Extract to read =
────────────────────────────────────────
Judge Declines to Enforce Uber’s Terms of Service–Meyer v. Kalanick

Screen Shot 2016-08-02 at 8.16.41 AMThis is an antitrust case against Travis Kalanick, the founder of Uber, alleging that Mr. Kalanick “orchestrated and participated in an antitrust conspiracy.” Uber moved successfully to intervene, and then moved to force arbitration (Mr. Kalanick joined in this motion). The court denies the motion to compel arbitration, finding fault with Uber’s contract formation process. If the parties did not form an enforceable agreement, then there is no basis to compel arbitration.

Uber’s contracting process at the time required someone to input their payment details, and then “register” to form an account. The text under the “register” button said:

By creating an Uber account, you agree to the Terms of Service and Privacy Policy.

The terms of service and privacy policy were links, and if a user clicked on the links, he or she is taken to a screen where they must press another button to access the terms. Plaintiff said he does not recall the hyperlink or clicking it, and Uber did not contest this.
────────────────────────────────────────
Dataset extract =
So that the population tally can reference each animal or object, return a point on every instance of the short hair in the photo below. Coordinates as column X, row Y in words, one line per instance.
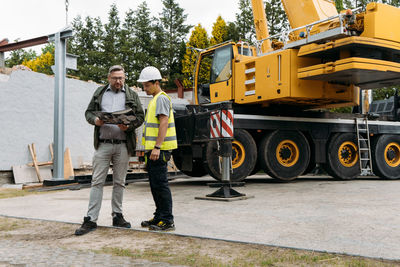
column 115, row 68
column 154, row 81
────────────────────────────────────────
What this task involves =
Pick up the write-up on the Meyer v. Kalanick ruling where it ends, and continue it after its last sentence.

Result of the task =
The court starts by noting the familiar labels ascribed to these agreements (“clickwrap” or “click-through” and “browsewrap”) and says clickwrap agreements “are more readily enforceable” because the user is on inquiry notice of the agreement. The court says that Uber’s is not a clickwrap agreement:

Here, the User Agreement to which plaintiff Meyer allegedly assented was clearly not a clickwrap agreement. Mr. Meyer did not need to affirmatively click any box saying that he agreed to Uber’s “Terms of Service.” On the contrary, he could sign up for Uber by clicking on the “Register” button without explicitly indicating his assent to the terms and conditions that included the arbitration provision. See Mi Deel., Exhibit A, at 002. As with a browsewrap agreement, an Uber user could access Uber’s services “without visiting the page hosting the browsewrap agreement or even knowing that such a webpage exists.” . . .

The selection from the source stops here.